__Extract__:
================================

Julia Roberts is an American actress and producer who made her debut in the 1987 direct-to-video feature Firehouse. She had her breakthrough the following year by starring in the coming-of-age film Mystic Pizza (1988). For her supporting role in the comedy-drama Steel Magnolias (1989), she won the Golden Globe Award for Best Supporting Actress. Roberts' next role was opposite Richard Gere in the highly successful romantic comedy Pretty Woman (1990), for which she won the Golden Globe Award for Best Actress (Musical or Comedy). In 1991, she appeared in the psychological thriller Sleeping with the Enemy, and played Tinker Bell in the Steven Spielberg-directed fantasy adventure Hook. Two years later, Roberts starred in the legal thriller The Pelican Brief, an adaptation of the John Grisham novel of the same name. During the late 1990s, she played the lead in the romantic comedies My Best Friend's Wedding (1997), Notting Hill (1999), and Runaway Bride (1999).

In 2000, Roberts became the first actress to earn $20 million, for playing the eponymous environmental activist in the Steven Soderbergh-directed biographical film Erin Brockovich. Her performance won her the Academy Award for Best Actress, the BAFTA Award for Best Actress in a Leading Role, and the Golden Globe Award for Best Actress (Drama). The following year, she starred in the romantic comedy America's Sweethearts (2001), and reteamed with Soderbergh on the comedy heist remake Ocean's Eleven (2001). Roberts appeared in the 2003 drama, Mona Lisa Smile, which earned her a then record $25 million salary. The following year, she starred in the romantic drama Closer (2004), and also reprised her role in the sequel, Ocean's Twelve (2004). In 2006, she lent her voice to two animated films: The Ant Bully, and Charlotte's Web. Roberts went on to appear in the comedy-dramas Charlie Wilson's War (2007) and Eat Pray Love (2010), following which she starred in August: Osage County (2013), for which she was nominated for the Academy Award for Best Supporting Actress. In 2016, Roberts played a television producer in the thriller Money Monster and the following year, she played a mother coping with her son's Treacher Collins syndrome in the comedy-drama Wonder.

================================

Region annotation items

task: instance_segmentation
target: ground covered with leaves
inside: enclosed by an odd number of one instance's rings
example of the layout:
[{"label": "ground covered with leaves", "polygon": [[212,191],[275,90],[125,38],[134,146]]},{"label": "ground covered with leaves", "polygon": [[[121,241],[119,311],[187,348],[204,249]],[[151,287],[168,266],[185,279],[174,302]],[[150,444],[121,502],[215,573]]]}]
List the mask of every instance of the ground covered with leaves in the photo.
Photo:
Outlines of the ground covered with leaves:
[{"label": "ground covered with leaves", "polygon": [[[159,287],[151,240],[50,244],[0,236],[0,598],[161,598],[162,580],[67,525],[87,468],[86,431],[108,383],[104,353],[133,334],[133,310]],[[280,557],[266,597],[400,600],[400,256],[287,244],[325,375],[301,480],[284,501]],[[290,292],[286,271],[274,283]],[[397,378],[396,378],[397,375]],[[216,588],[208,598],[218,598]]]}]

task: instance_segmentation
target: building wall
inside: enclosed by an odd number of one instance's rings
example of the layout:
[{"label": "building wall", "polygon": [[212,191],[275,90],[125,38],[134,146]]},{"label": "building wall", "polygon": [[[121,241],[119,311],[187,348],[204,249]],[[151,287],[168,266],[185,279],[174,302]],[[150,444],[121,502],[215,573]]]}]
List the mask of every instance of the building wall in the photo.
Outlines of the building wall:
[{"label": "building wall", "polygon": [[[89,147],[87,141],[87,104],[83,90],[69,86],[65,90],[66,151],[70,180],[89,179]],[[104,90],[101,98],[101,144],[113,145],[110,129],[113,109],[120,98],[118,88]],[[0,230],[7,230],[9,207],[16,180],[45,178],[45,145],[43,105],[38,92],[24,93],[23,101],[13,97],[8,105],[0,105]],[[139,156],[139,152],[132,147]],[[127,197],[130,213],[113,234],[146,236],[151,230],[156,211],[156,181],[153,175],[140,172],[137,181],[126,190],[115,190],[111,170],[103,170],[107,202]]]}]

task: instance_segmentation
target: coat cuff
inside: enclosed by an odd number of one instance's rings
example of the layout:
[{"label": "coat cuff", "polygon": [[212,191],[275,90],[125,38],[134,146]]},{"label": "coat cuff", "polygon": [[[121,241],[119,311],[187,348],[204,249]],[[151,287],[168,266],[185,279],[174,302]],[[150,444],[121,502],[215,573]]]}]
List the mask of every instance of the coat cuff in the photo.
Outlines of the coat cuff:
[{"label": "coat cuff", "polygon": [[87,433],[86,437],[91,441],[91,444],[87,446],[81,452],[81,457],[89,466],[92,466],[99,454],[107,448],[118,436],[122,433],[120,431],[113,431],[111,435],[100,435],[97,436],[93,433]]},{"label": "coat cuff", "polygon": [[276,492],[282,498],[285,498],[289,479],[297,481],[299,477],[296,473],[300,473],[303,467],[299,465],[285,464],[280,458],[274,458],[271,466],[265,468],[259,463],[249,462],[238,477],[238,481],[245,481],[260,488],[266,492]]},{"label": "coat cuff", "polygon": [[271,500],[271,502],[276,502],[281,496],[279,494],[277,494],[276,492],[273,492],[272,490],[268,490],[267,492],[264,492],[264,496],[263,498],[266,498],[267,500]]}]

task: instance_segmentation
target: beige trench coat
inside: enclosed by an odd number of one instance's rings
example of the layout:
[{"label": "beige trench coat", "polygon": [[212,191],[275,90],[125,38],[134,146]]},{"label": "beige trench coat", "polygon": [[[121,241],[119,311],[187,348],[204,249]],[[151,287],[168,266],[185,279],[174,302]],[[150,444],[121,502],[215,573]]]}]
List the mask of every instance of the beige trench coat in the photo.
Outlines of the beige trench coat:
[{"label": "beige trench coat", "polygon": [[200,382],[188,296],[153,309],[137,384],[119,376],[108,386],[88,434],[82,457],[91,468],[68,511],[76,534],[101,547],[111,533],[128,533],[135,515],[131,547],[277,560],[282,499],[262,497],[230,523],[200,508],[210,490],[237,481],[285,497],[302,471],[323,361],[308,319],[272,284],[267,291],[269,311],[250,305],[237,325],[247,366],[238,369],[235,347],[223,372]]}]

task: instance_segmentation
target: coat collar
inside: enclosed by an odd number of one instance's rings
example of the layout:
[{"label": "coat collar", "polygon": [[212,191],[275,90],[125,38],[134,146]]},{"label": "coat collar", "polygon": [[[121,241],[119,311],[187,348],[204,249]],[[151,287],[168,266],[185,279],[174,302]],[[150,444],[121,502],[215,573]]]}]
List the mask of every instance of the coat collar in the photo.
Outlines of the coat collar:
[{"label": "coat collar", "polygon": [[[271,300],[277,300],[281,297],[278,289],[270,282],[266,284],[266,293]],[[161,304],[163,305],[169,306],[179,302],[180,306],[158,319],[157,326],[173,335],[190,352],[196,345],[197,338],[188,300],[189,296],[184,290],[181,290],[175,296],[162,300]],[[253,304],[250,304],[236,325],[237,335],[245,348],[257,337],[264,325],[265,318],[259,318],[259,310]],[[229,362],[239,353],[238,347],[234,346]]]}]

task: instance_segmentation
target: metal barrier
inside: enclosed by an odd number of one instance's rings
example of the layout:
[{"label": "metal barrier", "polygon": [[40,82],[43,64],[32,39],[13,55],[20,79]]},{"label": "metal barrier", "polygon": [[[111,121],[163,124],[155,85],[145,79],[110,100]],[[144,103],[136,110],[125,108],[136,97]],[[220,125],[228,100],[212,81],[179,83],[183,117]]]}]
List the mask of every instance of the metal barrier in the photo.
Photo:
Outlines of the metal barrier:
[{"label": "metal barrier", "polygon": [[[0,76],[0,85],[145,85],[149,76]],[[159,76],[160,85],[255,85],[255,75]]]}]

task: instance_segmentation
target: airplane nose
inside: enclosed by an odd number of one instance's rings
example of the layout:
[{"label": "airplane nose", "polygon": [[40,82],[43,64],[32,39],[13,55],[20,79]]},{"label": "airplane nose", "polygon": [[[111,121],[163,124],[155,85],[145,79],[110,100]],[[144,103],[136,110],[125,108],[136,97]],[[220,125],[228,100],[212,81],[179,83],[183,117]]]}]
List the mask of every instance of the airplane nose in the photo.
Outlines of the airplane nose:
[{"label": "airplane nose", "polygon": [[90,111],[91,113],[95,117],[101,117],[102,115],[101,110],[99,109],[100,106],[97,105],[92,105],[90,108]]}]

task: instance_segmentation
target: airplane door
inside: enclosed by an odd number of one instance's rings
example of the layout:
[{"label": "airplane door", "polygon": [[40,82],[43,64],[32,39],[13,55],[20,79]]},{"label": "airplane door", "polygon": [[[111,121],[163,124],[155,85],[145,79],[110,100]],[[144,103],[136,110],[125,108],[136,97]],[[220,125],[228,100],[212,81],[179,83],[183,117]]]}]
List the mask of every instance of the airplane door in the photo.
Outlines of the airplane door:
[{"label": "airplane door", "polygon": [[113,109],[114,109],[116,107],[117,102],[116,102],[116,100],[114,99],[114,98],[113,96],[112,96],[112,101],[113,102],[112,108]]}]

================================

__Given task A__:
In the overview of Julia Roberts's career, which film won her the Academy Award for Best Actress?
__Given task B__:
Extend the overview of Julia Roberts's career beyond its final sentence.

__Task answer A__:
Erin Brockovich (2000).

__Task answer B__:
Roberts made her television debut in the drama series Crime Story in 1987. She appeared in the crime drama series Miami Vice, and the television film Baja Oklahoma (both in 1988). In 1996, Roberts guest starred on the television sitcom Friends. Her guest star appearance on the police procedural/legal drama Law & Order in 1999, earned Roberts a nomination for the Primetime Emmy Award for Outstanding Guest Actor in a Drama Series. She has, as of 2014, served as an executive producer on four films in the American Girl film series. The first three were television films while the fourth, Kit Kittredge: An American Girl, had a theatrical release in 2008. In 2014, Roberts provided narration for an episode of the documentary series Makers: Women Who Make America, and appeared in the film The Normal Heart. Her role in the latter earned Roberts a nomination for the Primetime Emmy Award for Outstanding Supporting Actress in a Miniseries or a Movie.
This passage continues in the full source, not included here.